- [Consigne]: Prolongez le texte consacré au projet Pharmakon de Margaret Chardiet en reprenant là où il s'arrête.

- [Texte fourni]:
*****

Le projet Pharmakon de Margaret Chardiet fête cette année son dixième anniversaire. Si la concrétisation discographique fut tardive, la new-yorkaise est depuis son adolescence une activiste de la scène DIY et underground. Parmi les pointures croisées au gré de ses pérégrinations dans des caves humides, on peut dire que la rencontre avec Dominick Fernow (Prurient, Vatican Shadow, Exploring Jezebel…) aura été une des plus déterminantes et parmi celles qui l’ont le plus influencée. On peut dire aussi que Pharmakon fait partie de ses artistes qui produisent des disques surtout pour pouvoir tourner en concert. Les liens étroits que sa musique entretient avec les aspects performatifs et corporels y prend une dimension aussi cathartique que les concepts auxquels elle s’astreint. L’abandon de la maîtrise, la trahison de l’esprit par le corps et cette fois-ci avec Contact : les différentes étapes qui mènent à la transe.
On aurait pu attendre l’américaine sur des sentiers qui entretiennent les liens entre l’agonie et l’orgasme, la sexualité et le combat, la domination et la douleur. Sauf que toute cette clique scandinave à laquelle on tente trop souvent de la rattacher, qui gravite autour de Loke Rahbek et de Posh Isolation (Puce Mary, Damien Dubrovnik, Cremation Lily…), s’en est déjà fait une spécialité.

*****

- [Items fournis]:

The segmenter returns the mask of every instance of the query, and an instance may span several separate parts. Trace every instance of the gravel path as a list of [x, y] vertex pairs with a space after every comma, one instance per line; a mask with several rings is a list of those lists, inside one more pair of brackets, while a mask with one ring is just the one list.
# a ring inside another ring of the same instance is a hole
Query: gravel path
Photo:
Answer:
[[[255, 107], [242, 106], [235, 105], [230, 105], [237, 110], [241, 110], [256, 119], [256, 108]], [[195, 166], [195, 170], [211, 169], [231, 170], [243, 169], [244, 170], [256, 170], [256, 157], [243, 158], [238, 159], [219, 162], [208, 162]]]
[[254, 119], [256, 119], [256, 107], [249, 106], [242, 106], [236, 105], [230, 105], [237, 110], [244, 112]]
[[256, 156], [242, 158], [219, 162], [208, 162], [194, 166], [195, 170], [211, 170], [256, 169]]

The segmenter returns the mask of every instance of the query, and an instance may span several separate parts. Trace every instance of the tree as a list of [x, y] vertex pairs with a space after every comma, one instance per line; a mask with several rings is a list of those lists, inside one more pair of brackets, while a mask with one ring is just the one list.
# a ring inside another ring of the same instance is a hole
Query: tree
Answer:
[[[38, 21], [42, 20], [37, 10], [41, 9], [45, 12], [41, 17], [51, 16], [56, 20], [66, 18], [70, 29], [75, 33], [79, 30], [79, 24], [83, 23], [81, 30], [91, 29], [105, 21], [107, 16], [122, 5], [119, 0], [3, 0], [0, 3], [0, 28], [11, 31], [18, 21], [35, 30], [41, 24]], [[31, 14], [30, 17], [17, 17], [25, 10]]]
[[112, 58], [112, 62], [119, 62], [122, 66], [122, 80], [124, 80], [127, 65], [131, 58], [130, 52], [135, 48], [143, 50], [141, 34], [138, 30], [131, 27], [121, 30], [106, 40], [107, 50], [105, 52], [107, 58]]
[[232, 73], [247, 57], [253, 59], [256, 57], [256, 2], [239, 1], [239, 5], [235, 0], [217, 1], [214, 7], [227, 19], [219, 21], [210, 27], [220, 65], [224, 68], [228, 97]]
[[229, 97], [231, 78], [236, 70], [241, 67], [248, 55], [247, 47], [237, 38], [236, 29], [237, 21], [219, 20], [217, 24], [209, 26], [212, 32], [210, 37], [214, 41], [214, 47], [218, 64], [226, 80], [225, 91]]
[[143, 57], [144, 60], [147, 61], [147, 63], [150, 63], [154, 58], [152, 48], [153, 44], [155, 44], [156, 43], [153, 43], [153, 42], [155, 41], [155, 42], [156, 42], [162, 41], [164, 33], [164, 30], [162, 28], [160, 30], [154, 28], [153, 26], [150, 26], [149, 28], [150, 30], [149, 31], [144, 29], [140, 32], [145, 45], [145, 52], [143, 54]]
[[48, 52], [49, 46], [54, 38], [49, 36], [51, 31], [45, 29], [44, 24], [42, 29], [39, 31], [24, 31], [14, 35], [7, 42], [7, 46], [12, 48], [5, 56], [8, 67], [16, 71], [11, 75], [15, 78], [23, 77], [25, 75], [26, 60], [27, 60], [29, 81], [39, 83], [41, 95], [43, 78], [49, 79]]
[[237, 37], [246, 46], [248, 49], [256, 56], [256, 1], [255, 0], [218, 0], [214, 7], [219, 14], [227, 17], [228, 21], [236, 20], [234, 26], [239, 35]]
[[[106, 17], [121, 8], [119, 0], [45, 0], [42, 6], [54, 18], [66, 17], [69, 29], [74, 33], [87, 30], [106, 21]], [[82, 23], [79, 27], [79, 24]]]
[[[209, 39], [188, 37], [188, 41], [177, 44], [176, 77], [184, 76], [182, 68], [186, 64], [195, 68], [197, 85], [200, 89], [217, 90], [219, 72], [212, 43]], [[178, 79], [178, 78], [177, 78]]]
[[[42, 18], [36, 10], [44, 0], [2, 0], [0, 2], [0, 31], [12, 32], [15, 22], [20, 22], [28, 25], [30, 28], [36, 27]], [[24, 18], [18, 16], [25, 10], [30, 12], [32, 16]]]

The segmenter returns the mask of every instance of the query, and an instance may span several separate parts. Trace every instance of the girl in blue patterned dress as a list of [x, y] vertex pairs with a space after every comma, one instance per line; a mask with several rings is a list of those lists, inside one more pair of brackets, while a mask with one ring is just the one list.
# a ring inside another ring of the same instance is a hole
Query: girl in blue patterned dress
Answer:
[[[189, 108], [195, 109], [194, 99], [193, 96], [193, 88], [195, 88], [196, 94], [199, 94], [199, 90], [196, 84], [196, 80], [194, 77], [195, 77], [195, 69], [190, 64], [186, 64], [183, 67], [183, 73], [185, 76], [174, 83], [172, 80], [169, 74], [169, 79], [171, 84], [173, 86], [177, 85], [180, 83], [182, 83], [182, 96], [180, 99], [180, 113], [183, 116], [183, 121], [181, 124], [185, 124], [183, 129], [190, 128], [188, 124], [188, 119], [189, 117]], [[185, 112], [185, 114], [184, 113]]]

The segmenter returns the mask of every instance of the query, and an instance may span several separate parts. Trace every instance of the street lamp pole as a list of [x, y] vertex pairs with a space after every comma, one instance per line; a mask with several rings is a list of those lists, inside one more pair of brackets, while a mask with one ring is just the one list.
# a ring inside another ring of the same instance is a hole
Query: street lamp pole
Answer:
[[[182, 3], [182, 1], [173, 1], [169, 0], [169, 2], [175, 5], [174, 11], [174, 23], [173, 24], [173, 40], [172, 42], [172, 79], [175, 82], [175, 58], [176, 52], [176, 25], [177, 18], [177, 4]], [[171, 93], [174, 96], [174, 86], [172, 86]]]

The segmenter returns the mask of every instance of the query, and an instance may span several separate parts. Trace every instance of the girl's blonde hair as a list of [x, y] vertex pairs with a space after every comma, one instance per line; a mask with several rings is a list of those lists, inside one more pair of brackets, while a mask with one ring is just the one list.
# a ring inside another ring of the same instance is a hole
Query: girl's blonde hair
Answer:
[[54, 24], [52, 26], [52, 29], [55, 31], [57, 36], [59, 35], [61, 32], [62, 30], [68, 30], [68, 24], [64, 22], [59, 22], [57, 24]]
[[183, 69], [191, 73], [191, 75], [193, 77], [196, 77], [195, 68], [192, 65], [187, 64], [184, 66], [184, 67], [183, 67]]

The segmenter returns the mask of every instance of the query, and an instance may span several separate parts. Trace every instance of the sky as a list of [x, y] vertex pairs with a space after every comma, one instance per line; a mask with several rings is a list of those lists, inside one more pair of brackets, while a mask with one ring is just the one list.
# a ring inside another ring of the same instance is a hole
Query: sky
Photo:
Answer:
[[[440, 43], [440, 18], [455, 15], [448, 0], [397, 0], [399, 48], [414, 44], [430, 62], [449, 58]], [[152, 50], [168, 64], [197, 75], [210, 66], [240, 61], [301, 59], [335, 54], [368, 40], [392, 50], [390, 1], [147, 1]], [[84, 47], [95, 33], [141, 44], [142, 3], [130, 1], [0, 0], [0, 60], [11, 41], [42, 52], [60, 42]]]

*****

- [Résultat]:
La transe peut bien sûr être reliée au cul, les gémissements sauvages de Margaret lors du Nakedness of Need d’ouverture soulignent d’ailleurs méchamment les ambiguïtés détaillées plus haut. Sauf que Pharmakon envisage la transe et par extension l’acmée dans un registre autrement plus global, et plus intrinsèquement lié au strict caractère oppressant de sa musique.
En comparaison de ses deux disques précédents, Pharmakon a dans une certaine mesure abandonné sa totale désinvolture, son côté empirique, ainsi que sa dimension radicalement performative et jusqu’au-boutiste. Mais Contact en a clairement gagné en cohérence et en élaboration.
Ne me demandez néanmoins pas de vous parler du songwriting, j’analyse aussi bien les vociférations de Pharmakon que les discours sous cassoulet de Jean Lassalle.
On pourra certes émettre des réserves sur le tracklistening et la stratification des différentes étapes qui approchent et s’échappent du climax, en considérant qu’on prend quand même la raclée un peu tôt. Il n’empêche que Pharmakon est encore et plus que jamais une véritable prêtresse pour ce qui est de soumettre les harmonies du chaos, dompter ces grasses fréquences abrasives de brutes qui font chier de la rouille et pisser de la cendre. Même si plus maîtrisé et un peu moins extrême que ses aînés, Contact demeure un glaire, une touffe de poils expulsée comme si la mort en dépendait. Pour se libérer de ce qui est enfoui, et qui continuera d’exister même sous nos peaux.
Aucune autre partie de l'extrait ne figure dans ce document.